▸ **TO BE DONE**
Make an exact copy of all the data.

Data extracted from a collection:

◆ ◆ ◆ ◆

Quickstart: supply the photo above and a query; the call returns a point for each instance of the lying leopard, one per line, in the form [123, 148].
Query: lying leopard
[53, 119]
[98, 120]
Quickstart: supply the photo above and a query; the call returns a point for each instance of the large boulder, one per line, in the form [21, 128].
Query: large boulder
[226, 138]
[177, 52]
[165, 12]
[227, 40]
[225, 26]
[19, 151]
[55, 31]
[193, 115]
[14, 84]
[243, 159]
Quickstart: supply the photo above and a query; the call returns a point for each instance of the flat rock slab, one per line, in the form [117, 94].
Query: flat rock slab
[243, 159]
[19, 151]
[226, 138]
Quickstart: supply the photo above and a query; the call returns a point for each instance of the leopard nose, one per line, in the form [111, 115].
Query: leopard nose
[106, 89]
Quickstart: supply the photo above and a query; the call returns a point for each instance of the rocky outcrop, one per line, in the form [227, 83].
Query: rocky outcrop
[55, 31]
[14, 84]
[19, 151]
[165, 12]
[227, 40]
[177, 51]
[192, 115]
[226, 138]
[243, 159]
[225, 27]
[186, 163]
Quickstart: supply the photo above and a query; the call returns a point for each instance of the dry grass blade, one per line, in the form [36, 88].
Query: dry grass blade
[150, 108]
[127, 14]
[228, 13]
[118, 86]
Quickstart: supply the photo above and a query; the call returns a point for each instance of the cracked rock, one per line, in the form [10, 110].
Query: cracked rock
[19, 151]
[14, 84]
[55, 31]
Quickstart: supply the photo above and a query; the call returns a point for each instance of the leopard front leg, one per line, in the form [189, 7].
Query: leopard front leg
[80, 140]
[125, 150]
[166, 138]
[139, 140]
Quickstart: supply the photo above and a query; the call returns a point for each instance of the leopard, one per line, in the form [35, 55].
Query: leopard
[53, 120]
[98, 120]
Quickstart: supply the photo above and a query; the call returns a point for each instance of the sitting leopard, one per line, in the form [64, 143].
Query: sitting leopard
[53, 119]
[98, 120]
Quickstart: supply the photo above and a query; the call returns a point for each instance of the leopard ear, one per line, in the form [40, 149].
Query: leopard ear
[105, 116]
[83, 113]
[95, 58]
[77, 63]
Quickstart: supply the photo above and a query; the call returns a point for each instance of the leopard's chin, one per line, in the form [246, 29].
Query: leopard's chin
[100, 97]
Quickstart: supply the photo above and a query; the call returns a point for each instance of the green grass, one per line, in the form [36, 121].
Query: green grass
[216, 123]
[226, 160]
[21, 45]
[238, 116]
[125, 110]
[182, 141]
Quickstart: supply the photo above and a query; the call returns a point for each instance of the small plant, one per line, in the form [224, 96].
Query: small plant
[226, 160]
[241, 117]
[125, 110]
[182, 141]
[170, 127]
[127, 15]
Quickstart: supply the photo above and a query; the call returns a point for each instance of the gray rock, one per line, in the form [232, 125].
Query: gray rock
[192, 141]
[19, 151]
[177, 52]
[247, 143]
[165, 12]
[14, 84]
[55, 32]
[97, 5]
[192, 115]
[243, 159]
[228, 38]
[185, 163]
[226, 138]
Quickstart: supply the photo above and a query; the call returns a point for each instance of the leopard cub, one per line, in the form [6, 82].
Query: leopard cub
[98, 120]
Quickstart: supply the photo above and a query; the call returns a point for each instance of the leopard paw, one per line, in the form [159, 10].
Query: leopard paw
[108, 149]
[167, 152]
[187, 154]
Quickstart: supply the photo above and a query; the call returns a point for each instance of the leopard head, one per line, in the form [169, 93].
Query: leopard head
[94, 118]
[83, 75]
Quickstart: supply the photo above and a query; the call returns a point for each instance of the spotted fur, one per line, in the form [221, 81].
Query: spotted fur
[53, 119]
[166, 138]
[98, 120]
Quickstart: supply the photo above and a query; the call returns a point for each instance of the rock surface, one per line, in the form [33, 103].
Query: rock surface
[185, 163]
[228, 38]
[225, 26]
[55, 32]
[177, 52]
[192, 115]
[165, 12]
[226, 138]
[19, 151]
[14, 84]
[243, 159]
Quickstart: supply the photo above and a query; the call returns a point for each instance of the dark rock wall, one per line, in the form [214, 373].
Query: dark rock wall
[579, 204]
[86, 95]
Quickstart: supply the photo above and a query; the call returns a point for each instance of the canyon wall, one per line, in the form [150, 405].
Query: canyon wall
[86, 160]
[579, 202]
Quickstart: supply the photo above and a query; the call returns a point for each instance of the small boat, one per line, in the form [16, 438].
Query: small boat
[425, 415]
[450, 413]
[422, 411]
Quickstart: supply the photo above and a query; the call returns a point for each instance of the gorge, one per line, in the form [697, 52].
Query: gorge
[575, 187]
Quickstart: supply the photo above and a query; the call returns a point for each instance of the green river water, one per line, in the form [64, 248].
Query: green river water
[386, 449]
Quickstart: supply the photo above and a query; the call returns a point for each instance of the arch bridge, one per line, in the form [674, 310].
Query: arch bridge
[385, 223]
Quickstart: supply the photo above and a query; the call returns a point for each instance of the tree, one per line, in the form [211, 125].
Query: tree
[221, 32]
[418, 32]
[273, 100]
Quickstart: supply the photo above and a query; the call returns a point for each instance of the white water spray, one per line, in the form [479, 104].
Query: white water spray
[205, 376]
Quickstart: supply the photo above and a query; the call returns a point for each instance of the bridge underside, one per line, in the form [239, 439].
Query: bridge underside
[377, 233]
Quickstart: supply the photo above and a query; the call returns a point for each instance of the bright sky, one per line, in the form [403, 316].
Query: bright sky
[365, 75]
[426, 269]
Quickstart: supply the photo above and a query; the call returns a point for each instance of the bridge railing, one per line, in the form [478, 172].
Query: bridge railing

◆ ◆ ◆ ◆

▸ **FINISHED EXERCISE**
Quickstart: supply the photo above and a query; the call returns a point for each instance of the lying leopard, one per line, in the form [123, 148].
Query: lying leopard
[53, 119]
[98, 120]
Quickstart: supply the photo above and a query; the call returns a point for each instance of the large boulder, one per line, in the form [21, 128].
Query: large boulder
[226, 138]
[177, 52]
[165, 12]
[227, 40]
[225, 26]
[19, 151]
[55, 31]
[193, 115]
[14, 84]
[243, 159]
Quickstart: supply the photo above and a query; the call returns a point for each instance of the flat rock slab, one per line, in the form [117, 94].
Query: flat rock slab
[243, 159]
[19, 151]
[226, 138]
Quickstart: supply the photo above and a query; the call returns a point for each instance of the leopard nose, one per line, in the form [111, 115].
Query: leopard nose
[106, 89]
Quickstart: supply the photo above and a query; the call returns a point for each instance of the rocky outcrop, one per line, in the form [227, 83].
Query: rocky outcrop
[55, 31]
[14, 84]
[19, 151]
[165, 12]
[227, 40]
[177, 51]
[192, 115]
[226, 138]
[243, 159]
[225, 27]
[186, 163]
Quickstart: supply the photo above and a query; the call returns a point for each instance of the dry grass blade, one per line, in the form [36, 88].
Query: dry grass blade
[150, 108]
[127, 14]
[228, 13]
[118, 86]
Quickstart: supply the photo above and a query; the call returns a point for each instance of the cracked rock, one per line, in the form [10, 110].
Query: cracked rock
[19, 151]
[14, 84]
[55, 31]
Quickstart: supply the photo above and a query; the call returns a point for each instance of the leopard front leg, one per line, in the form [189, 7].
Query: leopard front leg
[80, 140]
[125, 150]
[166, 138]
[139, 140]
Quickstart: supply the photo above and a query; the call returns a point for each instance of the leopard, one per line, in the form [35, 55].
Query: leopard
[53, 120]
[98, 120]
Quickstart: supply the photo above and a query; the call returns a point for each instance of the sitting leopard, one per line, in the form [64, 143].
Query: sitting leopard
[53, 119]
[98, 120]
Quickstart: supply the photo above and a query; the call returns a point for each instance of the leopard ear, one per line, in the form [40, 149].
Query: leopard ear
[105, 116]
[83, 113]
[95, 58]
[77, 63]
Quickstart: supply the photo above and a query; the call returns a point for each instance of the leopard's chin, one per line, in the form [246, 29].
Query: leopard's chin
[100, 97]
Quickstart: supply the photo above and a query; the call returns a point for each instance of the green grass, one per line, in the form [36, 121].
Query: green grass
[216, 123]
[226, 160]
[21, 45]
[238, 116]
[125, 110]
[182, 141]
Quickstart: supply the photo above and a query; the call returns a point for each instance of the small plant, one per line, in the form [224, 96].
Query: small plant
[226, 160]
[241, 117]
[125, 110]
[182, 141]
[170, 127]
[127, 15]
Quickstart: supply the photo above and a query; the call returns a point for each instance of the gray rock, one per line, in the form [232, 125].
Query: gray rock
[192, 141]
[19, 151]
[177, 52]
[247, 143]
[165, 12]
[14, 84]
[55, 32]
[97, 5]
[192, 115]
[243, 159]
[228, 38]
[185, 163]
[226, 138]
Quickstart: supply the photo above and a query; the call returns a point for each instance of the leopard cub, one per line, in the form [6, 82].
Query: leopard cub
[98, 120]
Quickstart: supply the photo above and a query; the call returns a point for each instance of the leopard paw, one per line, in the form [159, 10].
Query: leopard paw
[108, 149]
[167, 152]
[187, 154]
Quickstart: supply the photo above and a query; the call returns a point for each instance of the leopard head, one per line, in the form [169, 93].
Query: leopard head
[94, 118]
[83, 75]
Quickstart: supply the photo above and a query; the call returns a point for each instance of the spotted fur, one per line, in the form [221, 81].
Query: spotted fur
[53, 119]
[166, 138]
[98, 120]
Quickstart: supply the photo above and a query; the call returns a point for each instance of the rock surface, one per line, in the form [33, 103].
Query: rock surface
[185, 163]
[228, 38]
[225, 26]
[55, 32]
[177, 52]
[192, 115]
[165, 12]
[226, 138]
[19, 151]
[14, 84]
[243, 159]
Quickstart: supply the photo above and a query; the call returns a point for each instance of the dark rock wall, one per line, in the form [214, 373].
Query: dark rock wall
[579, 204]
[86, 95]
Quickstart: supply the photo above and a query; the call returns a point for each instance of the canyon wall, one per line, in the form [150, 405].
Query: canyon wall
[86, 160]
[579, 202]
Quickstart: supply the photo above and a query; the call returns a point for each instance of the small boat, one per line, in the form [16, 438].
Query: small boat
[425, 415]
[450, 413]
[422, 411]
Quickstart: supply the photo above and a query; the call returns a point for each instance of the gorge, one per line, in the form [697, 52].
Query: gorge
[575, 187]
Quickstart: supply the photo above and a query; the call returns a point for each instance of the green river water, one per line, in the form [64, 248].
Query: green river water
[386, 449]
Quickstart: supply the photo above and a query; the call returns a point for each instance of the arch bridge, one per line, in the form [674, 310].
Query: arch bridge
[385, 223]
Quickstart: supply the photo above and a query; the call returns a point for each instance of the tree, one per line, in the form [211, 125].
Query: tree
[221, 32]
[418, 32]
[273, 100]
Quickstart: supply the photo above and a query; the call returns a point for each instance of the white water spray, one per line, in the form [479, 104].
Query: white water spray
[205, 376]
Quickstart: supply the photo above and a query; the call returns a point for each instance of the bridge underside, one per line, in the form [239, 439].
Query: bridge underside
[377, 233]
Quickstart: supply the photo above and a query; the call returns a point for each instance of the bright sky, one per line, in the form [403, 316].
Query: bright sky
[365, 75]
[426, 269]
Quickstart: supply the photo above and a query; the call returns a point for each instance of the bridge railing, one per line, in the form [478, 172].
Query: bridge railing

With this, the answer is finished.